(Task requirements) Transcribe all the entries word for word, skipping the pictures.

********************

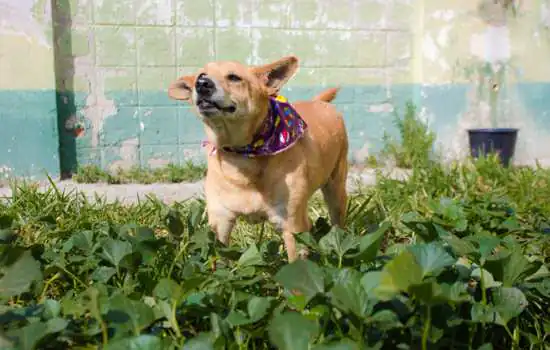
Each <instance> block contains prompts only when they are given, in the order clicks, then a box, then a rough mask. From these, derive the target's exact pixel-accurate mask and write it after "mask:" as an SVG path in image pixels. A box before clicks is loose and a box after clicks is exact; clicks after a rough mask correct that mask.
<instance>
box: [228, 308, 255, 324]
mask: <svg viewBox="0 0 550 350" xmlns="http://www.w3.org/2000/svg"><path fill="white" fill-rule="evenodd" d="M225 321H226V322H227V323H228V324H229V325H230V326H231V327H238V326H244V325H247V324H250V323H253V321H252V320H250V319H249V318H248V317H246V315H245V314H244V312H242V311H240V310H231V311H230V312H229V315H227V317H226V318H225Z"/></svg>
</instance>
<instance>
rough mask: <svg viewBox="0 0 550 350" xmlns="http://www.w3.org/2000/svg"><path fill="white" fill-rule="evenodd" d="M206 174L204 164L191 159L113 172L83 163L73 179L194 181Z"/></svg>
mask: <svg viewBox="0 0 550 350" xmlns="http://www.w3.org/2000/svg"><path fill="white" fill-rule="evenodd" d="M205 175H206V165H205V164H195V163H193V162H191V161H189V162H187V163H185V164H184V165H175V164H168V165H167V166H166V167H162V168H156V169H147V168H140V167H132V168H130V169H118V170H117V171H114V172H108V171H106V170H103V169H102V168H100V167H99V166H97V165H84V166H82V167H80V168H79V169H78V170H77V172H76V174H74V175H73V180H74V181H76V182H78V183H98V182H103V183H108V184H117V185H118V184H128V183H141V184H151V183H161V182H162V183H180V182H194V181H198V180H200V179H202V178H203V177H204V176H205Z"/></svg>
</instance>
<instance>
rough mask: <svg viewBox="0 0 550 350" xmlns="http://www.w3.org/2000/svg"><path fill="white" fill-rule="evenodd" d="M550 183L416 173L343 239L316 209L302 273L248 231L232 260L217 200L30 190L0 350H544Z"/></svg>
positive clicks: (445, 174) (27, 186) (365, 193)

********************

(Response area)
Each <instance> block contains prompts only when they are given, in the order clicks, then a box, then a rough mask. From these, derive the target's exact pixel-accurate mask and write it after "mask:" as an SVG path in image pixels. A box before clicks is loose and a box after clicks is exact; clicks after a rough mask correct that mask.
<instance>
box: [228, 308, 255, 324]
mask: <svg viewBox="0 0 550 350" xmlns="http://www.w3.org/2000/svg"><path fill="white" fill-rule="evenodd" d="M225 321H226V322H227V323H228V324H229V325H230V326H231V327H238V326H244V325H247V324H250V323H253V321H252V320H250V319H249V318H248V317H246V315H245V314H244V312H242V311H240V310H231V311H230V312H229V315H227V317H226V318H225Z"/></svg>
</instance>
<instance>
rough mask: <svg viewBox="0 0 550 350" xmlns="http://www.w3.org/2000/svg"><path fill="white" fill-rule="evenodd" d="M206 174L204 164L191 159L113 172L83 163L73 179L194 181Z"/></svg>
mask: <svg viewBox="0 0 550 350" xmlns="http://www.w3.org/2000/svg"><path fill="white" fill-rule="evenodd" d="M205 175H206V165H205V164H195V163H193V162H191V161H189V162H187V163H185V164H184V165H175V164H168V165H167V166H166V167H162V168H156V169H147V168H140V167H132V168H130V169H118V170H117V171H114V172H108V171H106V170H103V169H102V168H100V167H99V166H97V165H84V166H82V167H80V168H79V169H78V170H77V172H76V174H74V175H73V180H74V181H76V182H78V183H98V182H103V183H108V184H117V185H118V184H128V183H141V184H151V183H161V182H162V183H180V182H194V181H198V180H200V179H202V178H203V177H204V176H205Z"/></svg>
</instance>
<instance>
rough mask: <svg viewBox="0 0 550 350" xmlns="http://www.w3.org/2000/svg"><path fill="white" fill-rule="evenodd" d="M550 183L416 173L343 239L316 209L302 273L248 231L232 260L217 200L30 190L0 350H544Z"/></svg>
positive clicks: (445, 174) (27, 186) (365, 193)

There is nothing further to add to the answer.